→ Exercise brief
Print the data below line for line without changing anything, and leave the pictures out.

☆ ☆ ☆

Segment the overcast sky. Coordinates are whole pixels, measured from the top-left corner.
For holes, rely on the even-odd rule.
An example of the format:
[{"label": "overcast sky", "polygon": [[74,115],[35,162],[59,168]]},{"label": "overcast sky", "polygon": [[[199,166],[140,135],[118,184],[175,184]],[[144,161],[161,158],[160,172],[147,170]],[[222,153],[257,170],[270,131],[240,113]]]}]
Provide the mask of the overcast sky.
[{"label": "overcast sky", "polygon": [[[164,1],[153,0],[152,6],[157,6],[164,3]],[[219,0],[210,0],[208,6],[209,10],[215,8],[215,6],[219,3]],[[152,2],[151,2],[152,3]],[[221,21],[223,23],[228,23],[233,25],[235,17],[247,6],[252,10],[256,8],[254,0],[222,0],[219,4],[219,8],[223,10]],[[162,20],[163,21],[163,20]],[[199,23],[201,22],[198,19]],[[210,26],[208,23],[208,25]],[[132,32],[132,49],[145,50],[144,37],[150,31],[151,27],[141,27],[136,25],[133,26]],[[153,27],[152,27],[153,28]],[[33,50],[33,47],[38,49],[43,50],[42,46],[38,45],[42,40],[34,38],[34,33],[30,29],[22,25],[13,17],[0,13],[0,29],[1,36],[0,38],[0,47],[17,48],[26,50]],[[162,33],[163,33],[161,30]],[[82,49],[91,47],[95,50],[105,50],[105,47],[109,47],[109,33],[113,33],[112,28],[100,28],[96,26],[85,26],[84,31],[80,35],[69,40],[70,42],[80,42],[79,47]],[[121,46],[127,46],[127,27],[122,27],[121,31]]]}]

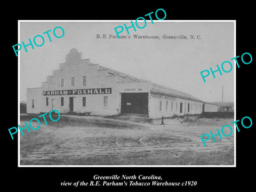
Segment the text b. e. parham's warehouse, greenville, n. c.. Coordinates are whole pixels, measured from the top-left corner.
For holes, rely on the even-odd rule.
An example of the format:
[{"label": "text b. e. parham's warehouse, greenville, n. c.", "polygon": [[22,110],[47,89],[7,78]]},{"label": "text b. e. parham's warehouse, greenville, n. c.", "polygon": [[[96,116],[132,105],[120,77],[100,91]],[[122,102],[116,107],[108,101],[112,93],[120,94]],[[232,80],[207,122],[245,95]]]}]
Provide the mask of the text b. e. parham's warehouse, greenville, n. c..
[{"label": "text b. e. parham's warehouse, greenville, n. c.", "polygon": [[189,94],[82,59],[75,49],[42,87],[27,89],[27,113],[53,109],[92,115],[140,114],[153,118],[201,114],[218,107]]}]

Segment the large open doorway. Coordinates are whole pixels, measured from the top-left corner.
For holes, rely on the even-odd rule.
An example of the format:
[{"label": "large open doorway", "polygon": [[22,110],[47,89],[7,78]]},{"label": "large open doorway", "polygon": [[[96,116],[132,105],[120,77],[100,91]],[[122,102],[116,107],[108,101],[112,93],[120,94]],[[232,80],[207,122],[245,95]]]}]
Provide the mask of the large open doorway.
[{"label": "large open doorway", "polygon": [[148,93],[121,93],[121,112],[148,114]]},{"label": "large open doorway", "polygon": [[74,111],[74,97],[69,98],[69,111]]}]

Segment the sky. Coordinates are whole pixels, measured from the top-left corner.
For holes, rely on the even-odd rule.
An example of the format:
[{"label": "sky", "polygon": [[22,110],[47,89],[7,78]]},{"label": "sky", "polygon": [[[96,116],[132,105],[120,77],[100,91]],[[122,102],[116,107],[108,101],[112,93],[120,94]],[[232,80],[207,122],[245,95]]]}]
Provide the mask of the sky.
[{"label": "sky", "polygon": [[[144,28],[139,29],[134,24],[136,31],[129,28],[128,35],[124,23],[130,26],[130,21],[20,21],[17,43],[28,44],[29,38],[33,42],[37,35],[43,36],[45,42],[42,46],[34,44],[34,50],[27,46],[27,52],[24,47],[19,51],[20,101],[26,101],[27,88],[41,87],[47,76],[58,69],[59,63],[65,62],[71,49],[76,48],[82,53],[82,59],[90,59],[93,63],[182,91],[205,102],[221,101],[223,85],[223,101],[234,101],[236,67],[234,60],[231,61],[236,56],[234,22],[154,20],[152,23],[147,20]],[[145,23],[142,20],[138,24],[142,27]],[[130,38],[109,38],[109,35],[116,35],[114,28],[119,26],[124,29],[119,35],[130,36]],[[60,38],[53,34],[58,26],[65,31]],[[46,34],[43,34],[49,30],[51,42]],[[57,36],[62,35],[59,28],[55,32]],[[101,38],[97,38],[97,34]],[[103,38],[103,34],[107,38]],[[159,38],[136,39],[134,35],[158,36]],[[180,35],[187,39],[164,39],[164,35]],[[195,39],[190,39],[190,35]],[[36,40],[38,44],[42,44],[40,37]],[[215,78],[210,74],[204,83],[200,72],[210,71],[210,67],[217,70],[217,65],[221,68],[225,61],[233,64],[233,70],[227,73],[222,71],[222,76],[217,72]],[[223,67],[226,70],[230,68],[227,63]]]}]

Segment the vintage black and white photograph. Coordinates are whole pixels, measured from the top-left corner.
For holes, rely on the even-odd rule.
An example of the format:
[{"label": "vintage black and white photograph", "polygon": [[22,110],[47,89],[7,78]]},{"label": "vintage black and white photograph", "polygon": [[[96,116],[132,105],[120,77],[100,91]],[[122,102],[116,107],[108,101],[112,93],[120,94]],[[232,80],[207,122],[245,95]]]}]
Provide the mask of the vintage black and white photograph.
[{"label": "vintage black and white photograph", "polygon": [[235,166],[235,21],[19,25],[19,166]]}]

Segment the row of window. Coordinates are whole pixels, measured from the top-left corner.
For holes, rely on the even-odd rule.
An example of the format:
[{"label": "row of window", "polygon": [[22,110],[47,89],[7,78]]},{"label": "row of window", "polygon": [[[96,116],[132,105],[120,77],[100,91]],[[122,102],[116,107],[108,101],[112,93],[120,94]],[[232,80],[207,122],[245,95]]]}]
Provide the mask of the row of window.
[{"label": "row of window", "polygon": [[[55,100],[52,99],[52,106],[54,106]],[[45,98],[45,106],[49,106],[49,98],[46,97]],[[64,98],[61,97],[60,98],[60,106],[64,107]],[[86,107],[86,97],[83,97],[82,98],[82,107]],[[108,96],[104,96],[103,97],[103,107],[108,107]],[[32,99],[31,102],[31,107],[35,107],[35,100],[34,99]]]},{"label": "row of window", "polygon": [[[82,84],[83,86],[86,86],[87,76],[83,75],[82,79]],[[60,78],[60,86],[63,87],[65,85],[64,77]],[[70,77],[70,86],[75,86],[75,77]]]},{"label": "row of window", "polygon": [[[162,111],[163,109],[163,101],[162,100],[160,100],[160,103],[159,103],[159,110]],[[172,111],[173,111],[173,101],[171,101],[171,110]],[[168,111],[168,105],[169,105],[169,102],[168,101],[166,101],[165,103],[165,110]],[[194,103],[194,107],[193,107],[193,103],[186,103],[186,102],[185,103],[185,112],[187,110],[187,112],[200,112],[201,111],[201,109],[202,109],[202,105],[200,104],[196,104]],[[183,111],[183,103],[181,102],[180,103],[180,113],[182,113]],[[178,102],[175,101],[175,110],[178,111]]]}]

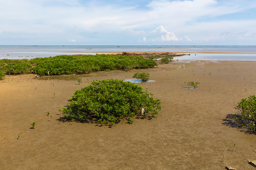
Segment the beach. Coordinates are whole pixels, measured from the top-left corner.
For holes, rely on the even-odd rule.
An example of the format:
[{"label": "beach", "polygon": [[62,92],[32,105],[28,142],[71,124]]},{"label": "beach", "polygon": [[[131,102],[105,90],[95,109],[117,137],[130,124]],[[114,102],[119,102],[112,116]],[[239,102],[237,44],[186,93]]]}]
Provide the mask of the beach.
[{"label": "beach", "polygon": [[[6,76],[0,81],[0,169],[254,170],[247,161],[255,160],[255,135],[231,118],[236,103],[256,94],[256,64],[178,60],[128,71]],[[156,118],[111,128],[62,119],[59,110],[75,90],[137,72],[155,81],[138,85],[161,100]],[[201,84],[186,89],[189,81]]]}]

☆ ☆ ☆

→ Task output
Segment the overcast sky. Coordinates are whole pixels, measured from the top-left corner.
For holes, rely on the even-odd rule.
An example of the format:
[{"label": "overcast sky", "polygon": [[74,115],[35,162],[59,168]]},{"label": "overcast sky", "polygon": [[[199,166],[140,135],[118,184],[175,184]],[[144,161],[161,158],[160,172],[147,170]],[[222,153],[257,170],[270,131],[240,113]]]}]
Provide the mask of the overcast sky.
[{"label": "overcast sky", "polygon": [[[164,1],[153,0],[152,6],[157,6],[164,3]],[[219,0],[210,0],[208,6],[209,10],[215,8],[215,6],[219,3]],[[152,2],[151,2],[152,3]],[[221,21],[223,23],[228,23],[233,25],[235,17],[247,6],[252,10],[256,8],[254,0],[222,0],[219,4],[219,8],[223,10]],[[162,20],[163,21],[163,20]],[[199,23],[201,22],[198,19]],[[210,26],[208,23],[208,25]],[[132,32],[132,49],[145,50],[144,37],[150,31],[151,27],[141,27],[136,25],[133,26]],[[153,27],[152,27],[153,28]],[[33,50],[33,47],[38,49],[43,50],[42,46],[38,45],[42,40],[34,38],[34,33],[30,29],[22,25],[13,17],[0,13],[0,29],[1,36],[0,38],[0,47],[17,48],[26,50]],[[162,33],[163,33],[161,30]],[[82,49],[91,47],[95,50],[105,50],[105,47],[109,47],[109,33],[113,33],[112,28],[100,28],[96,26],[85,26],[84,31],[80,35],[69,40],[70,42],[80,42],[79,47]],[[121,46],[127,46],[127,27],[122,27],[121,31]]]}]

Segment the text b. e. parham's warehouse, greenville, n. c.. Coordinates are whole pixels, measured from the top-left corner.
For holes, rely on the even-odd rule.
An example of the format:
[{"label": "text b. e. parham's warehouse, greenville, n. c.", "polygon": [[22,110],[47,89],[7,78]]},{"label": "text b. e. parham's warehouse, greenville, n. c.", "polygon": [[[96,116],[132,105],[120,77],[100,91]],[[122,102],[116,107],[108,101],[112,93],[120,94]],[[232,80],[207,122],[245,95]]]}]
Provide the mask of the text b. e. parham's warehouse, greenville, n. c..
[{"label": "text b. e. parham's warehouse, greenville, n. c.", "polygon": [[189,94],[82,59],[75,49],[42,87],[27,89],[27,113],[53,109],[92,115],[140,114],[153,118],[201,114],[218,107]]}]

Segment the large open doorway. Coordinates are whole pixels, measured from the top-left corner.
For holes, rely on the even-odd rule.
An example of the format:
[{"label": "large open doorway", "polygon": [[22,110],[47,89],[7,78]]},{"label": "large open doorway", "polygon": [[[96,116],[132,105],[120,77],[100,91]],[[122,102],[116,107],[108,101],[112,93],[120,94]],[[232,80],[207,122],[245,95]]]}]
Provide the mask of the large open doorway.
[{"label": "large open doorway", "polygon": [[148,93],[121,93],[121,112],[148,114]]},{"label": "large open doorway", "polygon": [[74,111],[74,97],[69,98],[69,111]]}]

Segment the sky. Coordinates are whole pixels, measured from the top-left corner.
For holes, rely on the even-odd rule.
An example of the format:
[{"label": "sky", "polygon": [[22,110],[47,89],[7,78]]},{"label": "sky", "polygon": [[[96,116],[132,105],[120,77],[100,91]],[[122,102],[116,107],[108,101],[112,93],[120,94]],[[232,80],[207,122],[245,95]]]}]
Provide the mask of the sky.
[{"label": "sky", "polygon": [[[144,28],[139,29],[134,24],[136,31],[129,28],[128,35],[124,23],[130,26],[130,21],[20,21],[17,43],[28,44],[29,38],[33,42],[37,35],[43,36],[45,42],[42,46],[34,44],[34,50],[27,46],[27,52],[24,47],[19,51],[20,101],[26,101],[27,88],[41,87],[47,76],[58,69],[59,63],[65,62],[71,49],[76,48],[82,53],[82,59],[90,59],[93,63],[182,91],[205,102],[221,101],[223,85],[223,101],[234,101],[236,67],[234,60],[231,61],[236,56],[234,22],[154,20],[152,23],[147,20]],[[145,23],[142,20],[138,24],[142,27]],[[130,38],[109,38],[109,35],[116,35],[114,28],[119,26],[124,29],[119,35],[130,36]],[[60,38],[53,34],[58,26],[65,31]],[[46,34],[43,34],[49,30],[51,42]],[[57,36],[62,35],[59,28],[55,32]],[[101,38],[97,38],[97,34]],[[103,38],[103,34],[107,38]],[[159,38],[136,39],[134,35],[158,36]],[[180,35],[187,39],[164,39],[164,35]],[[195,39],[190,39],[190,35]],[[36,40],[38,44],[42,44],[40,37]],[[215,78],[210,74],[204,83],[200,72],[210,71],[210,67],[217,70],[217,65],[221,68],[225,61],[233,64],[233,70],[227,73],[222,71],[222,76],[217,72]],[[223,67],[226,70],[230,68],[227,63]]]}]

Segment the vintage black and white photograph. Coordinates are whole pixels, measured from the top-left corner.
For holes, rely on the even-odd rule.
An example of the format:
[{"label": "vintage black and white photograph", "polygon": [[22,110],[47,89],[7,78]]},{"label": "vintage black and white photograph", "polygon": [[[96,116],[132,105],[120,77],[100,91]],[[122,102],[116,107],[108,101],[112,93],[120,94]],[[232,80],[207,122],[245,95]]]}]
Provide the mask of the vintage black and white photograph.
[{"label": "vintage black and white photograph", "polygon": [[235,166],[235,21],[19,25],[19,166]]}]

Segment the row of window. Coordinates are whole pixels, measured from the top-left corner.
For holes, rely on the even-odd rule.
An example of the format:
[{"label": "row of window", "polygon": [[22,110],[47,89],[7,78]]},{"label": "row of window", "polygon": [[[96,116],[132,105],[120,77],[100,91]],[[122,102],[116,107],[108,101],[112,93],[120,94]],[[232,80],[207,122],[245,95]]]}]
Provide the mask of the row of window.
[{"label": "row of window", "polygon": [[[55,100],[52,99],[52,106],[54,106]],[[45,98],[45,106],[49,106],[49,98],[46,97]],[[64,98],[61,97],[60,98],[60,106],[64,107]],[[86,107],[86,97],[83,97],[82,98],[82,107]],[[108,96],[104,96],[103,97],[103,107],[108,107]],[[32,99],[31,102],[31,107],[35,107],[35,100],[34,99]]]},{"label": "row of window", "polygon": [[[82,84],[83,86],[86,86],[87,76],[83,75],[82,79]],[[60,78],[60,86],[63,87],[65,85],[64,77]],[[70,77],[70,86],[75,86],[75,77]]]},{"label": "row of window", "polygon": [[[162,111],[163,109],[163,101],[162,100],[160,100],[160,103],[159,103],[159,110]],[[172,111],[173,111],[173,101],[171,101],[171,110]],[[168,111],[168,105],[169,105],[169,102],[168,101],[166,101],[165,103],[165,110]],[[194,103],[194,107],[193,107],[193,103],[186,103],[186,102],[185,103],[185,112],[187,110],[187,112],[200,112],[201,111],[201,109],[202,109],[202,105],[200,104],[196,104]],[[183,111],[183,103],[181,102],[180,103],[180,113],[182,113]],[[178,102],[175,101],[175,110],[178,111]]]}]

Segment the beach. Coordinates are whole pixels, measured from the top-left corner.
For holes, rely on the even-odd rule.
An example of the format:
[{"label": "beach", "polygon": [[62,92],[32,105],[28,142],[71,124]]},{"label": "beach", "polygon": [[[131,102],[105,90],[95,109],[117,137],[130,124]],[[114,102],[119,102],[112,116]],[[239,102],[237,44],[186,93]]]}]
Provide the mask of the beach.
[{"label": "beach", "polygon": [[[6,76],[0,81],[0,169],[254,170],[247,161],[255,160],[255,135],[231,118],[236,103],[256,94],[256,64],[178,60],[128,71]],[[156,118],[111,128],[62,119],[59,110],[75,90],[137,72],[155,81],[138,85],[161,100]],[[201,84],[186,89],[189,81]]]}]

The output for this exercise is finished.